◆ Records for this exercise:
-- begin --
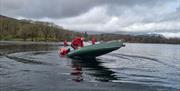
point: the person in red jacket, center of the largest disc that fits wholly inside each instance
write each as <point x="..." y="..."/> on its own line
<point x="77" y="42"/>
<point x="65" y="43"/>
<point x="93" y="40"/>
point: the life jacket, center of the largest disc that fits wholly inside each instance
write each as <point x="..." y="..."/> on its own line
<point x="65" y="43"/>
<point x="64" y="51"/>
<point x="93" y="41"/>
<point x="77" y="42"/>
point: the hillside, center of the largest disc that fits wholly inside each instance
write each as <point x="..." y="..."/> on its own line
<point x="28" y="30"/>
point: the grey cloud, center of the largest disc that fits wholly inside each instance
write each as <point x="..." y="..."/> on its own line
<point x="61" y="8"/>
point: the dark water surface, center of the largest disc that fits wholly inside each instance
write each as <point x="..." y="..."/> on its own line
<point x="136" y="67"/>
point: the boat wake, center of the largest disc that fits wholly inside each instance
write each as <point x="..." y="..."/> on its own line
<point x="132" y="57"/>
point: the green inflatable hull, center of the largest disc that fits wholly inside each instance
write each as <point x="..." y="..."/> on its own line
<point x="93" y="51"/>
-- end --
◆ Problem to solve: Format all of the material above as a CSV with two columns, "instruction" and "answer". Each row should pair one instruction's text with its answer, with each in a single quoted field and line breaks replaced by spaces. Leave the pictures out.

◆ Written reply:
instruction,answer
"point: the person in red jacket, center of the largest disc that fits wholly inside each instance write each as <point x=""..."" y=""...""/> on its own line","<point x=""77"" y=""42""/> <point x=""65"" y=""43""/> <point x=""93"" y=""40""/>"
"point: the life jacket, center of the largest disc that fits wholly inside each instance write each as <point x=""..."" y=""...""/> on its own line","<point x=""65"" y=""43""/> <point x=""64"" y=""51""/> <point x=""93"" y=""41""/> <point x=""77"" y=""42""/>"
"point: the hillside, center of the largest disc that fits wholly inside each instance write each as <point x=""..."" y=""...""/> on its own line","<point x=""28"" y=""30""/>"
"point: the grey cloud, center of the largest disc that fits wholly inside each instance write each as <point x=""..."" y=""...""/> on its own line","<point x=""61"" y=""8""/>"
"point: the dark water surface, center of the largest disc that fits wholly inside each instance write each as <point x=""..."" y=""...""/> on its own line","<point x=""136"" y=""67""/>"
"point: the boat wake, center of the largest disc that fits wholly inside each instance write each as <point x=""..."" y=""...""/> on its own line","<point x=""132"" y=""57""/>"
"point: the green inflatable hull, center of the largest disc that fits wholly inside each instance write each as <point x=""..."" y=""...""/> on its own line","<point x=""93"" y=""51""/>"